> [PROBLEM TO WORK ON]:
In the entries that follow, how many lines hold the string "below"? Give only that number.

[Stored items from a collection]
*** Block opens ***
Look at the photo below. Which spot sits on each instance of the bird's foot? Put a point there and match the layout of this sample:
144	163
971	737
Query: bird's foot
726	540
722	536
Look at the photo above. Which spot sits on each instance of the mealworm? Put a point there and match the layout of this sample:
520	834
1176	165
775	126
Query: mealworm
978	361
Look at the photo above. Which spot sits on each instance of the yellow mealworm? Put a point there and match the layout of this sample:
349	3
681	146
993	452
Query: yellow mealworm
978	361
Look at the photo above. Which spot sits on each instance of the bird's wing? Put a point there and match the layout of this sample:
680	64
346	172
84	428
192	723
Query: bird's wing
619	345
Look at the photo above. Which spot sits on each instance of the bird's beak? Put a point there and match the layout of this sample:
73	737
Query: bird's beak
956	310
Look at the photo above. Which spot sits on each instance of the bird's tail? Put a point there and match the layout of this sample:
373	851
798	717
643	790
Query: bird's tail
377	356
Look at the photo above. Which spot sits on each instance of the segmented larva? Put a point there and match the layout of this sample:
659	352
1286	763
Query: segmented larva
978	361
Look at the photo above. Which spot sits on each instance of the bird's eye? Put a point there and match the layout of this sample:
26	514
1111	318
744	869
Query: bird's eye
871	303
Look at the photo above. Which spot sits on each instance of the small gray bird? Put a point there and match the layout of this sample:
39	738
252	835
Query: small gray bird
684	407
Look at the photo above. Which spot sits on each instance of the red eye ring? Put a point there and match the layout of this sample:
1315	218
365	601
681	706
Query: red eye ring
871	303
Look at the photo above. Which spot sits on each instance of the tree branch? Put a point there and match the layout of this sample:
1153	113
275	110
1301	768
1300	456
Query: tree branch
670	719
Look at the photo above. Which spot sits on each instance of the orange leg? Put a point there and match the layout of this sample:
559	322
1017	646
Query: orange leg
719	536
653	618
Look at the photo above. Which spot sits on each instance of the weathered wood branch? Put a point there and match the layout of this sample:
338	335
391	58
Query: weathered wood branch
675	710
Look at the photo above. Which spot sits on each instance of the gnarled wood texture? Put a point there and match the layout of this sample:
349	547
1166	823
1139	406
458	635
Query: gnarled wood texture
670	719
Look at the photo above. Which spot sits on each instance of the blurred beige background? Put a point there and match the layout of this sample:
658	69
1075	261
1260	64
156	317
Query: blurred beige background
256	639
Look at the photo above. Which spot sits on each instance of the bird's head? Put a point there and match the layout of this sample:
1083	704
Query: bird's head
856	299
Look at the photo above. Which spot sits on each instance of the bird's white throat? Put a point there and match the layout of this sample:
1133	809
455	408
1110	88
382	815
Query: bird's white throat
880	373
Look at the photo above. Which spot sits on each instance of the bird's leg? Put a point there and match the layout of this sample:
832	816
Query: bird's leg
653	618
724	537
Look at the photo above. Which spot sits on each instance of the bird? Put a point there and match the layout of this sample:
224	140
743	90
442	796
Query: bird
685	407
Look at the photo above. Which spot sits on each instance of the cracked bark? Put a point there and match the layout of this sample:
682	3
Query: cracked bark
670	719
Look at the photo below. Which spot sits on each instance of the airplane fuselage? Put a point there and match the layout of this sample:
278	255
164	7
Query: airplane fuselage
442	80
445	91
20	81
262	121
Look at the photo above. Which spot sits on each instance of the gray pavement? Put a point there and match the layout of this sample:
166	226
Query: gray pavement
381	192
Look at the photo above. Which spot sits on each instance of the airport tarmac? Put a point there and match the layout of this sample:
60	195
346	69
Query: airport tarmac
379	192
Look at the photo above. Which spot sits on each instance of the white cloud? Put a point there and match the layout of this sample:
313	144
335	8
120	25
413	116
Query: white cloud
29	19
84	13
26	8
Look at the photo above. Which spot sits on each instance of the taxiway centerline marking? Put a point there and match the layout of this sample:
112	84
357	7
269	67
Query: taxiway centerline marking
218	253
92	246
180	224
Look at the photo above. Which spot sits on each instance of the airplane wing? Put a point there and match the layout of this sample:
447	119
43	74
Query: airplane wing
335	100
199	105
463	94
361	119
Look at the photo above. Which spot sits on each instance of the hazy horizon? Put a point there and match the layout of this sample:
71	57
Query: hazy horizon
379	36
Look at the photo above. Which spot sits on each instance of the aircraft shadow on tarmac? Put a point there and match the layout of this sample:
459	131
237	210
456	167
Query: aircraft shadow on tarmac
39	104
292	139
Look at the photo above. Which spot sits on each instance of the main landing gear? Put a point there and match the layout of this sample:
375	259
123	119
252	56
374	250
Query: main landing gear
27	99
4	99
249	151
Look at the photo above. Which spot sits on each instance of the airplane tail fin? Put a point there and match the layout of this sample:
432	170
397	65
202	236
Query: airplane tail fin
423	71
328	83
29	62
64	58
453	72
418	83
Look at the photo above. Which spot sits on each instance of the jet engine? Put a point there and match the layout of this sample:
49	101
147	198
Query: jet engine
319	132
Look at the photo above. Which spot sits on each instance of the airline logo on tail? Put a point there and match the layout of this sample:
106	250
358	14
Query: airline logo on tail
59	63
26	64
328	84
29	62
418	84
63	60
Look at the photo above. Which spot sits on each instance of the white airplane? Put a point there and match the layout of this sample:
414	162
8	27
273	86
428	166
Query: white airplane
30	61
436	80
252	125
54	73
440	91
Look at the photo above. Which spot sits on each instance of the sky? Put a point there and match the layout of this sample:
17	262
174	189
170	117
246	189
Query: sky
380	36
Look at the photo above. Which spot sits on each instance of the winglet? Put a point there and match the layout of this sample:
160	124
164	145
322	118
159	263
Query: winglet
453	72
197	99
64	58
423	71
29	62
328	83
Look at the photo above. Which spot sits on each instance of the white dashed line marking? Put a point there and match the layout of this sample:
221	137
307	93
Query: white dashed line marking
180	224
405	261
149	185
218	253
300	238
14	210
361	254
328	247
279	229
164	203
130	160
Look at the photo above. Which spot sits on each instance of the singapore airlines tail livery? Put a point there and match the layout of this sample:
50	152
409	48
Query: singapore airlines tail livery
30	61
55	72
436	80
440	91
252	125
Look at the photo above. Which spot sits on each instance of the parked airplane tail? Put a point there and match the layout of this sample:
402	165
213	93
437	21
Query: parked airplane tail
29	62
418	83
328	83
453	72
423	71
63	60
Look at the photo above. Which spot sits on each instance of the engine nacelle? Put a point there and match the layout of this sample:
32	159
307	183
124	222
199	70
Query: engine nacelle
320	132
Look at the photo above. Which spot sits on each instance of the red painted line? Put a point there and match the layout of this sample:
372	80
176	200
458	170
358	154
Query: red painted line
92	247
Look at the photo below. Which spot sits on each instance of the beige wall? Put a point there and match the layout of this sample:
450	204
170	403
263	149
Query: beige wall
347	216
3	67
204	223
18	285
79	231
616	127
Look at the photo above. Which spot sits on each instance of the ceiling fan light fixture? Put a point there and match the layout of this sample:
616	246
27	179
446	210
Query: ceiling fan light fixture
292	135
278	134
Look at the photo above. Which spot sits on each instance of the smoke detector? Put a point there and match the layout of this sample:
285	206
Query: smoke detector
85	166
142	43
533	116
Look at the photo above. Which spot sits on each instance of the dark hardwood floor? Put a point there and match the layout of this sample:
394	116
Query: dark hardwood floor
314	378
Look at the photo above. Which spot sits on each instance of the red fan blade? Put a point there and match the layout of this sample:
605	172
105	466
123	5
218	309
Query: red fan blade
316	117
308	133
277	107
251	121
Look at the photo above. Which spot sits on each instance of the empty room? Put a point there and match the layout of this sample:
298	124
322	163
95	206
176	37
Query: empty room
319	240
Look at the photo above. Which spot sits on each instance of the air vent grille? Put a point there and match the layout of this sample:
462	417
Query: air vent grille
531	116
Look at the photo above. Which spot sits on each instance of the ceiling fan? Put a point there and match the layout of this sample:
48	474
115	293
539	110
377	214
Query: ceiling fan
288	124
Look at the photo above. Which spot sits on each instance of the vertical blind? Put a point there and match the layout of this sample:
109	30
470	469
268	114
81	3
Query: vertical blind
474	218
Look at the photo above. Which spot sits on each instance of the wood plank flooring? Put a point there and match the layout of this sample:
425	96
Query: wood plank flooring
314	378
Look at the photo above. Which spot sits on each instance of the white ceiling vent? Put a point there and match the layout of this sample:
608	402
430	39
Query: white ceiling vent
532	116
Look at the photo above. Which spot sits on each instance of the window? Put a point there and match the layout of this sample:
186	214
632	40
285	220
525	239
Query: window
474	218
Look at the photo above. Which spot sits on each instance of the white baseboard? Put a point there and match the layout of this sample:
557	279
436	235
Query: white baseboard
*** Block closes ***
> [ANSWER TO THIS EXERCISE]:
3